Requirement: Set down every entry word for word. Omit the pictures.

[Start Supplied material]

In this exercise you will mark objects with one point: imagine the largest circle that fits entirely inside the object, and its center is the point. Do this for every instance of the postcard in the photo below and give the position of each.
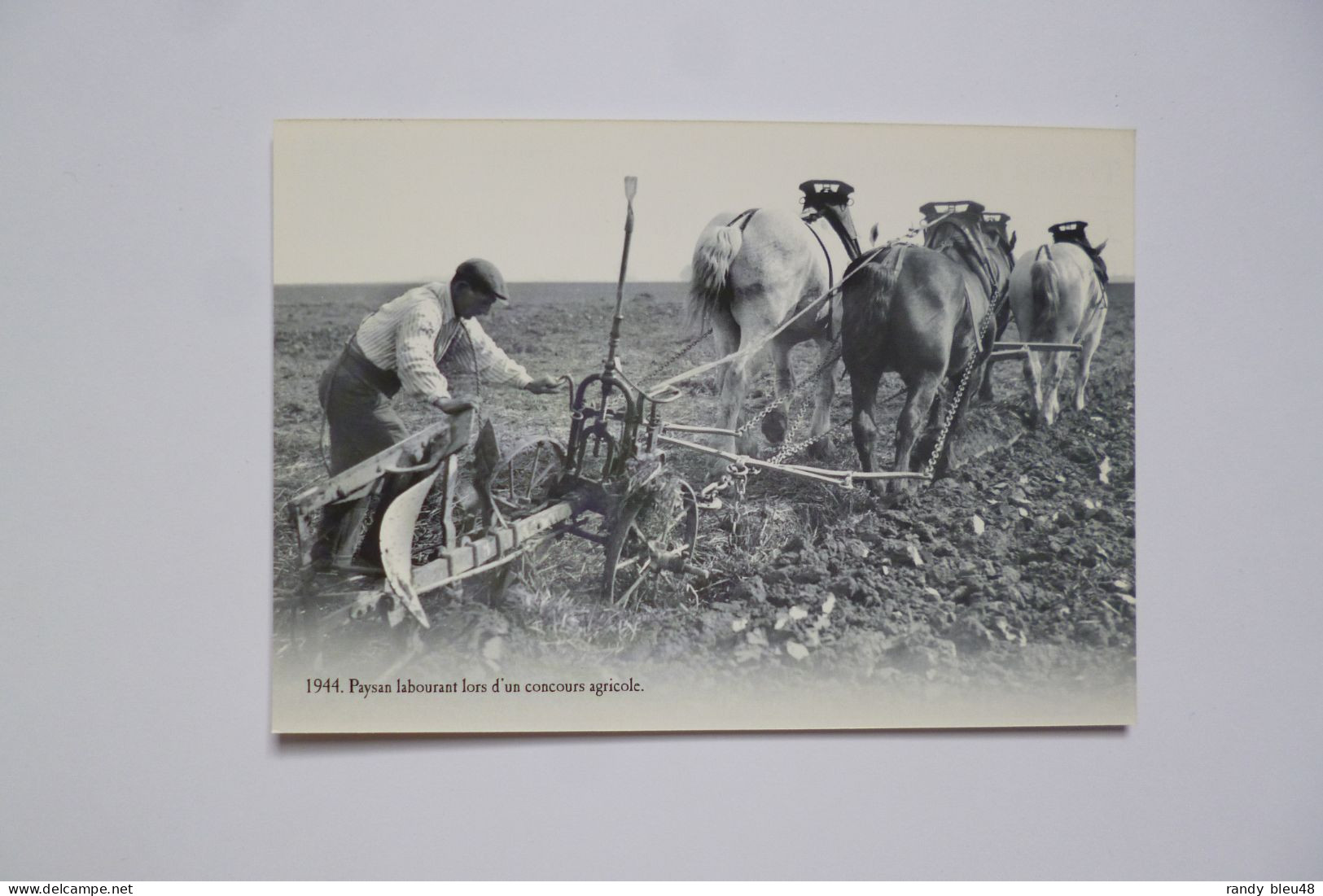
(700, 426)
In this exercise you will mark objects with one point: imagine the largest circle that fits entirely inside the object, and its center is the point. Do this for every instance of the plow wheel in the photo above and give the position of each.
(523, 483)
(651, 542)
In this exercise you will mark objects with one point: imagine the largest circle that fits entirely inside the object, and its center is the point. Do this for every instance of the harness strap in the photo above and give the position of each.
(743, 218)
(831, 275)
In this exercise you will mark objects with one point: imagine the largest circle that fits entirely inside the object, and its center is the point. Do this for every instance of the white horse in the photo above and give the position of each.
(751, 273)
(1058, 294)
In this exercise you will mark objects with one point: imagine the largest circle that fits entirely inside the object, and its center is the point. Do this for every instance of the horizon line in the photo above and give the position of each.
(1115, 278)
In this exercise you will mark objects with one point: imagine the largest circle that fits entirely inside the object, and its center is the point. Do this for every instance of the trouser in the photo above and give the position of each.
(363, 423)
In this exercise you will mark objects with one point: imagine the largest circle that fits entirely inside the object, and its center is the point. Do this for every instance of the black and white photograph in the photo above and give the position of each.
(605, 442)
(620, 426)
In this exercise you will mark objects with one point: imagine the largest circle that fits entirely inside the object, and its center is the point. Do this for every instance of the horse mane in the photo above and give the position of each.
(872, 275)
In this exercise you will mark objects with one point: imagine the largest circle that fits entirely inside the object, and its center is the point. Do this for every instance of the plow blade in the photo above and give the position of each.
(397, 527)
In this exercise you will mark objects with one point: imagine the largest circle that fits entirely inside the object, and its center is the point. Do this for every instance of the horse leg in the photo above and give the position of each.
(1033, 378)
(1089, 347)
(734, 378)
(1052, 370)
(776, 426)
(1003, 320)
(918, 400)
(863, 396)
(821, 448)
(957, 428)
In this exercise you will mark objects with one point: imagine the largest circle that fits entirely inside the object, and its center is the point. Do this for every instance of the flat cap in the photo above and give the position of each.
(483, 275)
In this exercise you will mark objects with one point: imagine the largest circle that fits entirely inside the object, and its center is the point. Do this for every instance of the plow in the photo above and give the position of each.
(607, 484)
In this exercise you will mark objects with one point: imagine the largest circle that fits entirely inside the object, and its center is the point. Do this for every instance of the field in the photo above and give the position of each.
(1016, 571)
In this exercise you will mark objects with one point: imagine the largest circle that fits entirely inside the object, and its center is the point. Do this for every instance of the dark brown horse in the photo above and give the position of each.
(927, 313)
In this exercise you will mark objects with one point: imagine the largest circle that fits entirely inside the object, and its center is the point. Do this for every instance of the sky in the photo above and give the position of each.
(384, 201)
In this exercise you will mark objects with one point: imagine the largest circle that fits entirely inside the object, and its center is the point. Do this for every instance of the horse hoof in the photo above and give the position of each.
(774, 427)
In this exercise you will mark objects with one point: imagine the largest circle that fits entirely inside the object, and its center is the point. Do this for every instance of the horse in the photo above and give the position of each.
(751, 273)
(1058, 294)
(924, 313)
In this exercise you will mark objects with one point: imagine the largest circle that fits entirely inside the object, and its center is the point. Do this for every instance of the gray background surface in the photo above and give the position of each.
(137, 451)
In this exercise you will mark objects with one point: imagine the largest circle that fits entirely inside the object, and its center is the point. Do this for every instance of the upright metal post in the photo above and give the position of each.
(631, 186)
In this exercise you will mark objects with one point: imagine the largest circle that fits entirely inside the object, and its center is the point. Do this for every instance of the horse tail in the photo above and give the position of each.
(1045, 290)
(709, 287)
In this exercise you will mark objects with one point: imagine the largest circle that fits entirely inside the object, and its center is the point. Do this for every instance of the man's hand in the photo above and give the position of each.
(544, 386)
(454, 404)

[End Supplied material]

The solution:
In this exercise you will mark objects with one point: imagine the largest circle that fits entirely inside the object, and its center is the point. Do this for every instance of the postcard in the photo below and give the position of each.
(700, 426)
In this exercise you will mark objects with one point: imagine the largest circle that fits entirely inside the object, and its center is the point. Do this for every instance of the plow wheel in the photo above and give the position of each.
(523, 483)
(651, 542)
In this exercise you will mark objects with one point: imagine the largest circle that fits entirely inside the object, and its center is the point. Do this for every instance of the harness strap in the photo above and give the position of each.
(743, 218)
(831, 275)
In this exercise you will mark objects with one point: imagine the largest circle that fits entirely inside the object, and its center is the point. Do this for every instance of the white horse in the photo above and give the position of each.
(751, 273)
(1058, 294)
In this exercise you will mark objects with one point: imagine the largest circle that fits entirely inside the object, and its center is the point. Do this for every instance of the horizon line in the photo above and give the position of each.
(1115, 278)
In this exercise you will mark objects with one point: imagine the largest circle that fits entirely inside the object, and its center is the point. Do this for every instance of the trouser in the photo above and give the position of each.
(363, 423)
In this exercise you will mark objects with one point: imagine the largest circle that fits entirely inside the object, and its center is the point. Do this for every instance of the black and white photograph in the photo above and give the position of each.
(605, 442)
(620, 426)
In this exercise you will mark objects with one point: imagine the largest circle that fits entirely inside the object, and its center is the point. Do this for every instance of the horse mane in the photo above and give the position of each.
(872, 275)
In this exercise you will mark objects with one point: imagine the largest circle that fits entirely inside the object, and its center is the point. Do this for every instance of the plow blade in the photo above and give the position of each.
(397, 527)
In this exercise you will mark objects with one point: imagine the largest circle that fits entirely inside the object, and its center is the point. Do this for every instance of the horse leg in the photo above and give the position of each.
(1033, 378)
(1089, 347)
(734, 378)
(1052, 370)
(776, 426)
(1003, 320)
(918, 400)
(863, 396)
(821, 448)
(957, 428)
In this exercise you will mark objects with one point: imagine the largest circle that fits entirely inside the object, and its center is the point. Do this for every instance of the flat cap in the photo above and give the position of each.
(483, 275)
In this exercise you will mark objects with one point: imagine the largest circle that fits entirely inside the object, and its center is the point. Do this for every instance of the plow in the photo above and give the position of each.
(607, 484)
In this exercise you will mark objects with one point: imagine the largest circle that fits entirely inside the object, and its center is the point. Do this for every instance of the field in the photo above and give the position of each.
(1016, 571)
In this exercise you will mark objects with one point: imagine the largest circle that fits entirely inside the object, and its center is the point. Do this for every instance of the dark brown horse in the photo above and give the position of each.
(927, 313)
In this exercise you will mark objects with one point: imagine the largest circle that fits entirely inside the object, and its center is the point. Do this for every instance of the sky in the photo above and give the position of each.
(384, 201)
In this exercise you will mark objects with one point: imagine the largest circle that fits entirely inside the object, and its center is the point. Do this for every instance of the horse hoof in the photo above and give the position of each.
(774, 427)
In this exercise you will mark objects with one point: imagine the largest circle that fits entirely inside the object, and its center is the point. Do this for every instance of the horse in the photo above and give the position of each.
(751, 273)
(1058, 294)
(924, 313)
In this exercise you will mark objects with one point: imagine the largest circle that fits entirely inside the object, and its center is the point. Do this for every instance of the gray background surface in the photo above and give the position of each.
(137, 451)
In this exercise you will mark objects with one point: imagine the largest circle that fits entirely inside the object, and its center is the point. Do this for every instance of the upright metal post in the photo above and give the position of each.
(631, 186)
In this exercise you will mark objects with one point: imagine the largest circle that fits entirely inside the object, and its center is the point. Do this for every instance of the horse tail in the photo above and give the position of each.
(1045, 290)
(709, 287)
In this exercise you will mark objects with one point: imagine the largest circle that fits entirely inside the object, and its center is the point. Do this for every instance of the man's hand in the photo above and give the position of each.
(544, 386)
(454, 404)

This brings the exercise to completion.